━━━━━ Material for this exercise

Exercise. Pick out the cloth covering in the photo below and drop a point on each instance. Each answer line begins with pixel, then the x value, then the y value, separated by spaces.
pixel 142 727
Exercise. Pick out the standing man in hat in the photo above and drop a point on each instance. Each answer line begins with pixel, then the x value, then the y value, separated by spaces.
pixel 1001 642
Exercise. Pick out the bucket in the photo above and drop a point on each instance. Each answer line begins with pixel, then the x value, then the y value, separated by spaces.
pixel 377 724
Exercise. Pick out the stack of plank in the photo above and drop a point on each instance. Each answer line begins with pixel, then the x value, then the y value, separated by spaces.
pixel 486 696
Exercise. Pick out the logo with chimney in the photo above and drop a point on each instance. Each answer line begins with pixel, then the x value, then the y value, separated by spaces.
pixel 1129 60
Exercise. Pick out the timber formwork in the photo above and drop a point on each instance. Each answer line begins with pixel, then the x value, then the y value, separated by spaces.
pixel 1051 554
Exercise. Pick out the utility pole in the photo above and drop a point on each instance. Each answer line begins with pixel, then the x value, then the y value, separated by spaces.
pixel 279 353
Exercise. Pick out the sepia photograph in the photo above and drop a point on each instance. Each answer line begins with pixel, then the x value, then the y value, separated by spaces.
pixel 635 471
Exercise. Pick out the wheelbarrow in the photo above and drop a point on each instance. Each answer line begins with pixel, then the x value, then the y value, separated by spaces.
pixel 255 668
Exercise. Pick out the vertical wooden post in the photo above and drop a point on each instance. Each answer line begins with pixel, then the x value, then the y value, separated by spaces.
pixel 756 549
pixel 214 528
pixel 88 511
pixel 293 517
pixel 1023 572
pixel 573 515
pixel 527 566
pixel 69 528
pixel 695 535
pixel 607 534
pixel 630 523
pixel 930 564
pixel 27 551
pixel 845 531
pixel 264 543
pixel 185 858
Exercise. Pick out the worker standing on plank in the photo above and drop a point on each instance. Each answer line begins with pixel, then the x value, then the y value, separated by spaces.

━━━━━━━━━━

#### [Problem description]
Recast the entries from the line containing "Exercise. Pick out the wheelbarrow" through the end of the entries, inclusive, as a Markdown table with the columns "No." and "Line". Put the row number under "No." and the line under "Line", and leave out any blank lines.

#### [Solution]
| No. | Line |
|---|---|
| 1 | Exercise. Pick out the wheelbarrow in the photo above and drop a point on each instance. Each answer line begins with pixel, then the x value, then the y value, separated by spaces. |
| 2 | pixel 255 668 |
| 3 | Exercise. Pick out the vertical wooden post in the photo above and drop a point on each instance. Each answer line begins with pixel, then the x value, then the y value, separated by spaces. |
| 4 | pixel 756 549 |
| 5 | pixel 214 528 |
| 6 | pixel 88 511 |
| 7 | pixel 293 517 |
| 8 | pixel 1023 572 |
| 9 | pixel 573 515 |
| 10 | pixel 527 566 |
| 11 | pixel 69 528 |
| 12 | pixel 695 535 |
| 13 | pixel 607 534 |
| 14 | pixel 630 523 |
| 15 | pixel 930 564 |
| 16 | pixel 27 551 |
| 17 | pixel 845 531 |
| 18 | pixel 264 543 |
| 19 | pixel 185 858 |
| 20 | Exercise. Pick out the worker standing on plank in the photo above and drop a point on each instance. Each answer line begins with pixel, then the x value, then the y value, separated by spaces. |